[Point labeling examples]

◆ ◆ ◆

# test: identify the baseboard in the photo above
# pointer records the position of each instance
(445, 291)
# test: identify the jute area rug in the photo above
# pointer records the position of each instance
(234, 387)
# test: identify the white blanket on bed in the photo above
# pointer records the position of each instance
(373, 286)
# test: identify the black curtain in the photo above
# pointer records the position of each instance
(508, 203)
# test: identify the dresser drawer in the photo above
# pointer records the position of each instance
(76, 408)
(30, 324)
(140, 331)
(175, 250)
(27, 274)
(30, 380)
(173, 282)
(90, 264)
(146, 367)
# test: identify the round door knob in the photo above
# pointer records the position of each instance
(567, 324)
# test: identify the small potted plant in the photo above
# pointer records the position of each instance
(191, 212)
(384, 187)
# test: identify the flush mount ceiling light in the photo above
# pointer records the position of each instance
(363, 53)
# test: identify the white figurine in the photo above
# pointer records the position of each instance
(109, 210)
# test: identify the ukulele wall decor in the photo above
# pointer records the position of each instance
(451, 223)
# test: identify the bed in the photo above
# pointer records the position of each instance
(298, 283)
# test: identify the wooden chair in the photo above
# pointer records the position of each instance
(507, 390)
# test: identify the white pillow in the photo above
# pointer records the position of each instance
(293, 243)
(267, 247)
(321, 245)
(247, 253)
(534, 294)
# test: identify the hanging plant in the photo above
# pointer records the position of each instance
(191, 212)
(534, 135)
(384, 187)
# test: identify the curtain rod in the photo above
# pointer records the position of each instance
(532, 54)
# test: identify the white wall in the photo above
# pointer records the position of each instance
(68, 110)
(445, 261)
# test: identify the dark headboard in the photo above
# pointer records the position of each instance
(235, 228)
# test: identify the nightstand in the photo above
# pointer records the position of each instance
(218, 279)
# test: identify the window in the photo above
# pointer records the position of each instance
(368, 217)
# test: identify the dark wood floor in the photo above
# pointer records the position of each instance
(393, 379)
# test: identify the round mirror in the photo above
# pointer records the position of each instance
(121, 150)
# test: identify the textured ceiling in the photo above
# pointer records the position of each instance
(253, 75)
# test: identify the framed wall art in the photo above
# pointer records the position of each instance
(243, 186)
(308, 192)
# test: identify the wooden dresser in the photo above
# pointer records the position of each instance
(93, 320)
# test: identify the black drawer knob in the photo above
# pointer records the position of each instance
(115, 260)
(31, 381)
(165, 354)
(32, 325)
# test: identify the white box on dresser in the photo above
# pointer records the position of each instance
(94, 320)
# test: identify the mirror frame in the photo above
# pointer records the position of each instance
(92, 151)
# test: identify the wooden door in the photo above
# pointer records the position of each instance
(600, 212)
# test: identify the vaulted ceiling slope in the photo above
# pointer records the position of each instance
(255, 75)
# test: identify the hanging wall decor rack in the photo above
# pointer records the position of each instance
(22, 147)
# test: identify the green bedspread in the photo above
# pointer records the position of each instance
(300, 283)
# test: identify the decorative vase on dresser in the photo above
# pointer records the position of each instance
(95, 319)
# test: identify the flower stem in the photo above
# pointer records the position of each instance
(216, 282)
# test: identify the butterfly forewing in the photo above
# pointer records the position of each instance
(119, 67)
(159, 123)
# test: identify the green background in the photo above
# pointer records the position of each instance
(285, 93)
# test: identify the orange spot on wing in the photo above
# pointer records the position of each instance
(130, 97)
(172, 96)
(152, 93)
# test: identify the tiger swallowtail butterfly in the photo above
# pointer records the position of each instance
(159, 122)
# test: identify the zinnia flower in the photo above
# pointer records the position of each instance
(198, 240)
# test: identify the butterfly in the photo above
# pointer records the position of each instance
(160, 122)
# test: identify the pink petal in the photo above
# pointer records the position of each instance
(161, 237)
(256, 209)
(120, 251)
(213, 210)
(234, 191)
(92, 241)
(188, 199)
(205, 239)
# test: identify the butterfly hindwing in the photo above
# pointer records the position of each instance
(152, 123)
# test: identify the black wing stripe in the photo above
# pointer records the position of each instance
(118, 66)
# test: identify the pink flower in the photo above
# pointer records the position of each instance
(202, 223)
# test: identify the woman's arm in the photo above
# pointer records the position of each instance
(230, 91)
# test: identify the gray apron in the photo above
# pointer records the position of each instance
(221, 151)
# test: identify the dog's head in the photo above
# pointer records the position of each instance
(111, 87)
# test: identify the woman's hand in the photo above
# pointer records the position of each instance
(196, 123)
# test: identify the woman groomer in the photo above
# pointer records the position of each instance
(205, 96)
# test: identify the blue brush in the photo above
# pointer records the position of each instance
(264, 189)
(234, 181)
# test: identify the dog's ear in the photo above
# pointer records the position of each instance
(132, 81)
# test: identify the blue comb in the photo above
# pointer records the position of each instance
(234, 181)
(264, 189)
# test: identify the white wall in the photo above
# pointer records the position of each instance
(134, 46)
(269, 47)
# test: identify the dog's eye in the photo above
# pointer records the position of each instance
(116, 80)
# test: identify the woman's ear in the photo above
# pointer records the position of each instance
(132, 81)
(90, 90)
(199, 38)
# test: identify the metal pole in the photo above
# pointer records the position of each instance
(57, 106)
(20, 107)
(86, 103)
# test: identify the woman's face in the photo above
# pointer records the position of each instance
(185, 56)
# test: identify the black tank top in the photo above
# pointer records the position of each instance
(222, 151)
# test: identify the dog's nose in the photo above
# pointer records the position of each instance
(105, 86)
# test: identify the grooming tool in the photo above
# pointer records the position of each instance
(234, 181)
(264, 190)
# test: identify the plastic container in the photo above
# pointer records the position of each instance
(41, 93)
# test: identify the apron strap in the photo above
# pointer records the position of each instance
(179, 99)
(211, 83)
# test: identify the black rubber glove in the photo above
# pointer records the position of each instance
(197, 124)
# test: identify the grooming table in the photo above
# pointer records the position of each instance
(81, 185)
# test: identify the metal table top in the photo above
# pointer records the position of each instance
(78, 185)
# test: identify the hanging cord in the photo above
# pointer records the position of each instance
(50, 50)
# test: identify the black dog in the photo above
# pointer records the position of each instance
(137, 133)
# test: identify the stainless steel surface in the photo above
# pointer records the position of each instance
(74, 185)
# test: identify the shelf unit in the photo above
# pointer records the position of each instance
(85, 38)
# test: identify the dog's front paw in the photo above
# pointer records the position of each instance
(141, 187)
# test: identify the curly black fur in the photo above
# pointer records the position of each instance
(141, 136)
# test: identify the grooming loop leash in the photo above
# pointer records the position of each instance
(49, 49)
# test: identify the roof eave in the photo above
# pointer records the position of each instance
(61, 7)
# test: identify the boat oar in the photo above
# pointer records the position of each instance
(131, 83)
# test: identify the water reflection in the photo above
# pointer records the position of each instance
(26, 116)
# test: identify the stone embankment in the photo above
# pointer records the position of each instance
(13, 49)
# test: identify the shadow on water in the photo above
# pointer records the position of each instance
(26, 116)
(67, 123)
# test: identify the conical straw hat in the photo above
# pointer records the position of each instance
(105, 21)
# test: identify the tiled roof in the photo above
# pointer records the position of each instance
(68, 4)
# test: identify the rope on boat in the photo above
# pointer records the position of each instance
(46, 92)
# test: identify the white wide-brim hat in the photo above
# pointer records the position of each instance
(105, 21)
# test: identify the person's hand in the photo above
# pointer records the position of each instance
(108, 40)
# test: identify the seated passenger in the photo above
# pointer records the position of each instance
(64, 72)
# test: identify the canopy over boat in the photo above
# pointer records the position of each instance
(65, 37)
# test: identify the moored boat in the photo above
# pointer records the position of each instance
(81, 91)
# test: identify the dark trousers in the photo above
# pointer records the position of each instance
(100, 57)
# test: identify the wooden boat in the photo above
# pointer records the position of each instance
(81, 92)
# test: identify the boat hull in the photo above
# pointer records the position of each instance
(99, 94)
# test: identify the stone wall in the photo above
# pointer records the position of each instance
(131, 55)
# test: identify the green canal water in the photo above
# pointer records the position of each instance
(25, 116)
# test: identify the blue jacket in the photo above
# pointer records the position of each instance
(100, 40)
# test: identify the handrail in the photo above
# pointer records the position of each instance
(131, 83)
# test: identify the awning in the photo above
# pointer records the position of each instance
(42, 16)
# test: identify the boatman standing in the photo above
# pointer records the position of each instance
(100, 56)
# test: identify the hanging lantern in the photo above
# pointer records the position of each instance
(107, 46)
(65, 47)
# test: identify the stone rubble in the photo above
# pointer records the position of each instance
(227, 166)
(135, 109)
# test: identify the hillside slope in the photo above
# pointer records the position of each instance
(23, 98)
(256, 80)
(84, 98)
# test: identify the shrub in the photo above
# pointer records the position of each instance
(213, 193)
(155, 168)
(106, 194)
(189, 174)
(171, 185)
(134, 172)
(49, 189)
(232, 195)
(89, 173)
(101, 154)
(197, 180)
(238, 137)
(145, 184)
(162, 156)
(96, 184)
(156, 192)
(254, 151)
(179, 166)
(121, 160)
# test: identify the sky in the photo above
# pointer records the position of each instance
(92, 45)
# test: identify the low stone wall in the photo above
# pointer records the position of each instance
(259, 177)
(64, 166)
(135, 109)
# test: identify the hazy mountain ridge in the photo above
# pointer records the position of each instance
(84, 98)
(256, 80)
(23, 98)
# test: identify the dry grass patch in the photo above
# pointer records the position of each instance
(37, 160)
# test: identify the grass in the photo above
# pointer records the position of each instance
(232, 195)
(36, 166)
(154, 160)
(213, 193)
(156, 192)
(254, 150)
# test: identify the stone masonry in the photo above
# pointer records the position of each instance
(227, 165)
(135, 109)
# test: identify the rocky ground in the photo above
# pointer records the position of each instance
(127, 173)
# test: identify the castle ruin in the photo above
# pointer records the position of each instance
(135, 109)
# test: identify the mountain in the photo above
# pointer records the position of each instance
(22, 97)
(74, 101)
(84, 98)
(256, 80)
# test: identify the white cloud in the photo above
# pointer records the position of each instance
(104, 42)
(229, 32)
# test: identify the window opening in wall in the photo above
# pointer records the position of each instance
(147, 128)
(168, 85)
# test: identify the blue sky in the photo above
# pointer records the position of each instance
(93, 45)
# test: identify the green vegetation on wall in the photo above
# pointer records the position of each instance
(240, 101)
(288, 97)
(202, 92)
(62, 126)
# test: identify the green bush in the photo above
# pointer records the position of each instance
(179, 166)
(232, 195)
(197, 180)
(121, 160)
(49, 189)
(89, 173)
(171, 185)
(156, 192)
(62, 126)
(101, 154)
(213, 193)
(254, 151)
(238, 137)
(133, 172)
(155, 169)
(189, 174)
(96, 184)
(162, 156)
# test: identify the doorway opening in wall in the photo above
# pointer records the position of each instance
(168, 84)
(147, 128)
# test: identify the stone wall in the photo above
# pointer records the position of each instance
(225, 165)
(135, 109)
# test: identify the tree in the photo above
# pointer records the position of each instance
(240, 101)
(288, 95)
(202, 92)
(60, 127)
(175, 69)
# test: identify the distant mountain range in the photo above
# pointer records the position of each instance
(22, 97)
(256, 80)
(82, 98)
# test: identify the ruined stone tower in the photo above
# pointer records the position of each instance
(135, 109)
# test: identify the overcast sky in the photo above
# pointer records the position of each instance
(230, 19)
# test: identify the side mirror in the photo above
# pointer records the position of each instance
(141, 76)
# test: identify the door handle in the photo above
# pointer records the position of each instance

◆ ◆ ◆

[WRITTEN PROBLEM]
Locate the line with "# test: identify the doorway" in the entries above; extract it and every line after it, verbatim.

[RESPONSE TO THIS EXERCISE]
# test: identify the doorway opening in wall in the photo above
# pointer records the position of each instance
(168, 84)
(147, 128)
# test: identify the stone wall in the photo above
# pointer records the position of each instance
(225, 165)
(135, 109)
# test: identify the tree in the photo above
# pointer records the position of each instance
(240, 101)
(288, 95)
(202, 92)
(60, 127)
(175, 69)
# test: identify the distant mountain range in the photo above
# pointer records the position of each instance
(22, 97)
(256, 80)
(82, 98)
# test: identify the ruined stone tower in the photo above
# pointer records the position of each instance
(135, 109)
# test: identify the overcast sky in the photo above
# pointer records the position of each instance
(230, 19)
# test: identify the side mirror in the photo above
# pointer records the position of each instance
(141, 76)
# test: identify the door handle in the photo above
# pointer records the position of each instance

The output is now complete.